Aim of the exercise: Treat the line containing "indicate the man's ear, one dot per instance" as the first line and the final line of the material below as the last; reproduce that range exactly.

Data shown:
------------

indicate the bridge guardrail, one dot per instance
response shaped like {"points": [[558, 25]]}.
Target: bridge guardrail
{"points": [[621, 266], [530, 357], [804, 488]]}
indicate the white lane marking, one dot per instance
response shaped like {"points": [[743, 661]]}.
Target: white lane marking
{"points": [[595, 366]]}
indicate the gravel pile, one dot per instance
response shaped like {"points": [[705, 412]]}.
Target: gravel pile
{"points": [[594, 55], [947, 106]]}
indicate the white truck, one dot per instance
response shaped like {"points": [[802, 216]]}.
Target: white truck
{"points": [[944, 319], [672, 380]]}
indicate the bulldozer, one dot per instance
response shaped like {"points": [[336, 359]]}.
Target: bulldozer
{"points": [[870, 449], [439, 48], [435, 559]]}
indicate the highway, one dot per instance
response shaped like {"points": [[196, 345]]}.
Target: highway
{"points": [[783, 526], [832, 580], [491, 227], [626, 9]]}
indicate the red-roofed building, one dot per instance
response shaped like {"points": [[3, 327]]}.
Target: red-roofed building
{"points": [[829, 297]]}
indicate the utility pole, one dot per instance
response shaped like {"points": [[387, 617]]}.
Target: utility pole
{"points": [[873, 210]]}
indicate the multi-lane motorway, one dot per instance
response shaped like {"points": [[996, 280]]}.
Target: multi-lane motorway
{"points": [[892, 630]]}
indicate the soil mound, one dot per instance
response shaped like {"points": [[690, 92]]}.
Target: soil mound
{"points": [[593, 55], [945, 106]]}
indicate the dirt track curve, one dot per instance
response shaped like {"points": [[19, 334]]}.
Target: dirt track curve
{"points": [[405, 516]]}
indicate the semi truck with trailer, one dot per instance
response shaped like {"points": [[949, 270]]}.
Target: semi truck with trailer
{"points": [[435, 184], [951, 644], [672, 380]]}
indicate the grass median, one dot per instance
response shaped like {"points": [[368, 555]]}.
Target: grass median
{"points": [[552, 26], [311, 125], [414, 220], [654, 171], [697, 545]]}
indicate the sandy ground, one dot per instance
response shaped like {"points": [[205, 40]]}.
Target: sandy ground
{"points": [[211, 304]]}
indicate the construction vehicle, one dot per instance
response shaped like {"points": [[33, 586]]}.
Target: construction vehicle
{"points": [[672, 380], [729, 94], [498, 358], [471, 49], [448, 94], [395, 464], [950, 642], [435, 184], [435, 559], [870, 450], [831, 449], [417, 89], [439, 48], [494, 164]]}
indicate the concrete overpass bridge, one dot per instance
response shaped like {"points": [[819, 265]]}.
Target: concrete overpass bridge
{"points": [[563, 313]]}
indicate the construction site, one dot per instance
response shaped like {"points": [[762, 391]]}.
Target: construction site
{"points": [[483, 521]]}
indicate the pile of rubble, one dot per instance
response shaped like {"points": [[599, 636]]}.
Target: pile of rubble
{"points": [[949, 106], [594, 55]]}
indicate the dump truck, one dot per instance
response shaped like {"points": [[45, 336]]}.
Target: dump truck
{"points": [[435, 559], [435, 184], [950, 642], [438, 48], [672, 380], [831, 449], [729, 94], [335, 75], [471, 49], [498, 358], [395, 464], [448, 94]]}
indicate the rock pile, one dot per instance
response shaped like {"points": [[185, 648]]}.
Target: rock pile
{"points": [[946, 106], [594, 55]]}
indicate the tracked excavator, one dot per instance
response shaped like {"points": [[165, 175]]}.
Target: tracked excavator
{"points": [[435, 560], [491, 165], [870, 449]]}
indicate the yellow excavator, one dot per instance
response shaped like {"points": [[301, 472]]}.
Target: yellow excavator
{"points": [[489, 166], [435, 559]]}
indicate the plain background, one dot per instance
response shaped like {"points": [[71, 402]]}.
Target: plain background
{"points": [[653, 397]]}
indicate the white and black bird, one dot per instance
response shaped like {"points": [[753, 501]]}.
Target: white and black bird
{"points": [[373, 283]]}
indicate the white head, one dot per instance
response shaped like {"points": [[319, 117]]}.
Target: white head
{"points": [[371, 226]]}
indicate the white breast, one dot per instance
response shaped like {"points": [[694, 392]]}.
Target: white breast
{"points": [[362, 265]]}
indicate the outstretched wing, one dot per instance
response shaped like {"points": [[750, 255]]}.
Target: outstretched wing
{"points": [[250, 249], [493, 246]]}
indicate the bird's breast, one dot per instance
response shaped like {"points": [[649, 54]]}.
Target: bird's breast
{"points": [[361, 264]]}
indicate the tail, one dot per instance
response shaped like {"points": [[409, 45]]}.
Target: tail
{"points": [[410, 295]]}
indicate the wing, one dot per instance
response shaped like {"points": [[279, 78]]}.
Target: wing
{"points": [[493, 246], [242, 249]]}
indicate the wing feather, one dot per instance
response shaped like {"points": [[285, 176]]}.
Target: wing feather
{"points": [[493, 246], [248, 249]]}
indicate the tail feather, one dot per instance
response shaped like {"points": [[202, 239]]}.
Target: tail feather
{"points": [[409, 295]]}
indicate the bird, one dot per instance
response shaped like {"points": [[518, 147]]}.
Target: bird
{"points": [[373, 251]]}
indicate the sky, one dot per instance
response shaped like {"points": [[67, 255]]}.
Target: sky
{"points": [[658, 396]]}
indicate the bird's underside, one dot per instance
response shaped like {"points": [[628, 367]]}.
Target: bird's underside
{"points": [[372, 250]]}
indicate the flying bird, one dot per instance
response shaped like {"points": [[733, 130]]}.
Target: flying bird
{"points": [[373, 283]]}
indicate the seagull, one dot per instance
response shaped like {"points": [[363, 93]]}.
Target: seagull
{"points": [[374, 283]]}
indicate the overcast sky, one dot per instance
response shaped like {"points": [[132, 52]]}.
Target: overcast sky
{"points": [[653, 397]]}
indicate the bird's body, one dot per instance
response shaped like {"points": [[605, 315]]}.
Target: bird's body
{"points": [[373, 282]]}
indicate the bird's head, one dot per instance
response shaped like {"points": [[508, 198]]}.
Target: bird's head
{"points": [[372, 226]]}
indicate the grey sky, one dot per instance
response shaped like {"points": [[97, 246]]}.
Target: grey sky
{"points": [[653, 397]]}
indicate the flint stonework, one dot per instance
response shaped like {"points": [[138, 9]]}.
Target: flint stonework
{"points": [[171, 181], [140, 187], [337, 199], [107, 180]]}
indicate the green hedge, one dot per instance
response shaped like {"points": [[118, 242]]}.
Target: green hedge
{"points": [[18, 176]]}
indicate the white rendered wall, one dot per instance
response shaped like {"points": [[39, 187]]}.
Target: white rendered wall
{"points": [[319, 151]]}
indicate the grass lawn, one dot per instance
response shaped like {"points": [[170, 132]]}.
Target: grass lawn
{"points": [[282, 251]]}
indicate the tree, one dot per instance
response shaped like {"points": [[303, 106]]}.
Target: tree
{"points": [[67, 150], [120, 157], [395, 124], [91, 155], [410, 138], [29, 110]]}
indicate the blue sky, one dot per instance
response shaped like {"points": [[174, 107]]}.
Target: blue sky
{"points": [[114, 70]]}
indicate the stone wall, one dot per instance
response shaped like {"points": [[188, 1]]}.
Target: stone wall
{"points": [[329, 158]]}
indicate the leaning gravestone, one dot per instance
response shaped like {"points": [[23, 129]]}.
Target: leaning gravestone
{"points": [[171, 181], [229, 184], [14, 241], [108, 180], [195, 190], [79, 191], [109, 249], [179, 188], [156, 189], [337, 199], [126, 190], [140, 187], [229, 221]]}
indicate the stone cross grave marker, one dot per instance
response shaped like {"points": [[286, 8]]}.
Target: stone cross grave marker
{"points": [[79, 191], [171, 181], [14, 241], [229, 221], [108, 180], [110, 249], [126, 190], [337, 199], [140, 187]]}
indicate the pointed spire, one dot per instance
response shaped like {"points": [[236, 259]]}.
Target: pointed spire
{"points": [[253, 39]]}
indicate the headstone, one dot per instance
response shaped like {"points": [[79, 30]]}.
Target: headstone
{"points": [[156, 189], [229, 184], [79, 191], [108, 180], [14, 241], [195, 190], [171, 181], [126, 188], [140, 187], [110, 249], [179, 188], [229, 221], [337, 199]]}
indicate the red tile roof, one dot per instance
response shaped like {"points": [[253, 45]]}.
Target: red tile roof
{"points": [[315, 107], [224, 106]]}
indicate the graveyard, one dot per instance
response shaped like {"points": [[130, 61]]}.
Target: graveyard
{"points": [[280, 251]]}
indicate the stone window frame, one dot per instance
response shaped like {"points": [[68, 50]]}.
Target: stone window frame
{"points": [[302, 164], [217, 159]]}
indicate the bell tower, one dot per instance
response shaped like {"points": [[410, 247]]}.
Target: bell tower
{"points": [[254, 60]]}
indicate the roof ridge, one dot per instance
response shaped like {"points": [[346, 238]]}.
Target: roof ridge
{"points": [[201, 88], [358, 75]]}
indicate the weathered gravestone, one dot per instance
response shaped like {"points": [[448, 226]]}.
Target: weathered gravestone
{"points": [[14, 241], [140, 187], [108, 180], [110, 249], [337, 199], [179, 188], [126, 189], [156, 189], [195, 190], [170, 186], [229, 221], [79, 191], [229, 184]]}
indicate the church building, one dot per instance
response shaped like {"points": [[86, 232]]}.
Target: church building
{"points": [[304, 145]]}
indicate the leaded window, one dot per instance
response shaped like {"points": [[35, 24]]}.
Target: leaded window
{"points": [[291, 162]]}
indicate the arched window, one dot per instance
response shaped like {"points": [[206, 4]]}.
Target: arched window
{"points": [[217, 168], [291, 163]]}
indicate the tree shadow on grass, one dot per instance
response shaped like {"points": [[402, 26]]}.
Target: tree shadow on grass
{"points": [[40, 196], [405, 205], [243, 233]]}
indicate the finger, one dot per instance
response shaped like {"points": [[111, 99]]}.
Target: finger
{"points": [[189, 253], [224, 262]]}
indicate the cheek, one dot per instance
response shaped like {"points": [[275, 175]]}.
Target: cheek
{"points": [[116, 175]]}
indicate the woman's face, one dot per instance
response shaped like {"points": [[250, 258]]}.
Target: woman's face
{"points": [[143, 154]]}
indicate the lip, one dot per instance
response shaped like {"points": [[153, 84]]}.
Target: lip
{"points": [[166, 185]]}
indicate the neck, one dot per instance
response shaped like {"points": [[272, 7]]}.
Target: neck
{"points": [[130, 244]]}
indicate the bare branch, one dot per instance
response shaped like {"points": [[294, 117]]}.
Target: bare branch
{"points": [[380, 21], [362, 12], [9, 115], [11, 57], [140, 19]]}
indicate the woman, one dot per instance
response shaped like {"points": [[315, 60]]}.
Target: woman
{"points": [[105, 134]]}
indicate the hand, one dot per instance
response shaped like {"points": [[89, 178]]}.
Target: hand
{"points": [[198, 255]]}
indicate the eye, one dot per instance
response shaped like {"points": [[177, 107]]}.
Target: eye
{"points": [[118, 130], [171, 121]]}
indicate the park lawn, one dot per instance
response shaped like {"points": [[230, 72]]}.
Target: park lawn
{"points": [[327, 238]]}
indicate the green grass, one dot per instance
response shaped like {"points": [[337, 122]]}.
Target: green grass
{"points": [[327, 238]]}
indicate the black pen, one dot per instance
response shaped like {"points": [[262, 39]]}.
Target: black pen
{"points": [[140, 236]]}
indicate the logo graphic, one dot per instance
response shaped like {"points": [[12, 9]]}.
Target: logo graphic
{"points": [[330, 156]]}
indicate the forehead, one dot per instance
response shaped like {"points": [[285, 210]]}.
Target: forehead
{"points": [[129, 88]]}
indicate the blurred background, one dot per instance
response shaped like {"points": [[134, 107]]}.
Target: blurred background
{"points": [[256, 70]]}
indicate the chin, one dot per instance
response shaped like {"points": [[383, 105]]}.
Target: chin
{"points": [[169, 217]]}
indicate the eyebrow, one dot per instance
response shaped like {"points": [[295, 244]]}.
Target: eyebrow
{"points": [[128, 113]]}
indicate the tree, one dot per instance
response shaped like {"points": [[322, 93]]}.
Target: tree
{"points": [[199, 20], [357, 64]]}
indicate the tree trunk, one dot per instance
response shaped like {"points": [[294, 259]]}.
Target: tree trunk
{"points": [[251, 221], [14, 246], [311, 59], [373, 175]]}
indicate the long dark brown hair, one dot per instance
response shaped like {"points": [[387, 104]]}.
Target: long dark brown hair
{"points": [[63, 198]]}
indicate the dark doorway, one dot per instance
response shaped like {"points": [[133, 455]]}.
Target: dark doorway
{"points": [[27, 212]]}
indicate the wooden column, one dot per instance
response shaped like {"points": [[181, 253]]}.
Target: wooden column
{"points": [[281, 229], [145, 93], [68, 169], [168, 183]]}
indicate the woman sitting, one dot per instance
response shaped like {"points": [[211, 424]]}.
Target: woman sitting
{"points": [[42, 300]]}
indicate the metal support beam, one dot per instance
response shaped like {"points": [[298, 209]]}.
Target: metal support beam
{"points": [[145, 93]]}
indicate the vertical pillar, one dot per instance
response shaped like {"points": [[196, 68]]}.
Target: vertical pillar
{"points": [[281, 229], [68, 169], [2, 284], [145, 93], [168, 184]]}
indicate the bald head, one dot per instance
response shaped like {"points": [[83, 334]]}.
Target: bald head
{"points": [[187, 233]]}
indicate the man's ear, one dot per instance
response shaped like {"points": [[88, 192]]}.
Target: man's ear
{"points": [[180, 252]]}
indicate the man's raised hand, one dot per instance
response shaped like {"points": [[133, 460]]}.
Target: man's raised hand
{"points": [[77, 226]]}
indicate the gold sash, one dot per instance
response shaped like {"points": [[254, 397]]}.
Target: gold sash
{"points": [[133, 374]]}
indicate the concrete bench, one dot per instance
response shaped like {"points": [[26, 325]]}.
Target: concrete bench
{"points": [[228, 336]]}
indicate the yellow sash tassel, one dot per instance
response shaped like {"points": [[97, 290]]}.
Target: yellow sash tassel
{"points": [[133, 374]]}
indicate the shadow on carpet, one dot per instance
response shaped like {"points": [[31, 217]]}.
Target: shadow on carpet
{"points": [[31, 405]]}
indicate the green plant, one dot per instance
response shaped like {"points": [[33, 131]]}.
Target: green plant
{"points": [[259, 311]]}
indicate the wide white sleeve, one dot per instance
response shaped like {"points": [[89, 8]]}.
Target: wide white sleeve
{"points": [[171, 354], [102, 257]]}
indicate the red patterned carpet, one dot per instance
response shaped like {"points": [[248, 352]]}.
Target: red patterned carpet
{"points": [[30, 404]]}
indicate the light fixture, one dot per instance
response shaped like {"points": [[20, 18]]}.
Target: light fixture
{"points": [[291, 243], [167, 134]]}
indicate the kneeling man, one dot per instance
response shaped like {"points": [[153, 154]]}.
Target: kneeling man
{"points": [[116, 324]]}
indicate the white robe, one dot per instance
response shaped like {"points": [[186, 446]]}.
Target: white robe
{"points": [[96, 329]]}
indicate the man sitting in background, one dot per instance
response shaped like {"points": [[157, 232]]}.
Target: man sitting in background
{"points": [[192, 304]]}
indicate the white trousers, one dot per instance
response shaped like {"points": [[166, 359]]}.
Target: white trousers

------------

Final result:
indicate the man's ear, one dot per instance
response shaped like {"points": [[88, 192]]}.
Target: man's ear
{"points": [[180, 252]]}
indicate the man's raised hand, one dot per instance
response shaped like {"points": [[133, 460]]}.
Target: man's raised hand
{"points": [[77, 226]]}
indicate the gold sash, one dot per instance
response shaped like {"points": [[254, 397]]}.
Target: gold sash
{"points": [[133, 374]]}
indicate the concrete bench, one dot per instance
response shaped like {"points": [[26, 325]]}.
Target: concrete bench
{"points": [[228, 336]]}
indicate the yellow sash tassel, one dot per instance
response shaped like {"points": [[97, 290]]}.
Target: yellow sash tassel
{"points": [[133, 374]]}
indicate the shadow on carpet, one dot per instance
response shaped like {"points": [[31, 217]]}.
Target: shadow on carpet
{"points": [[31, 405]]}
indicate the green plant, one dot per instance
response shaped like {"points": [[33, 131]]}.
Target: green plant
{"points": [[259, 311]]}
indicate the wide white sleeve, one dot per instance
response shaped like {"points": [[89, 8]]}.
Target: wide white sleeve
{"points": [[171, 354], [102, 257]]}
indicate the red patterned carpet, one dot per instance
response shaped like {"points": [[248, 352]]}.
Target: red patterned carpet
{"points": [[30, 404]]}
indicate the light fixture, one dot per instance
response shaped like {"points": [[20, 18]]}.
Target: light fixture
{"points": [[291, 243], [167, 134]]}
indicate the kneeling man, one dot per instance
response shaped like {"points": [[153, 154]]}.
Target: kneeling man
{"points": [[116, 324]]}
indicate the white robe, one dot per instance
response shaped like {"points": [[186, 446]]}.
Target: white robe
{"points": [[96, 329]]}
indicate the man sitting in background, one dot per instance
response shaped like {"points": [[157, 232]]}.
Target: man sitting in background
{"points": [[192, 304]]}
indicate the white trousers, one dot per instance
response shaped like {"points": [[166, 359]]}.
Target: white trousers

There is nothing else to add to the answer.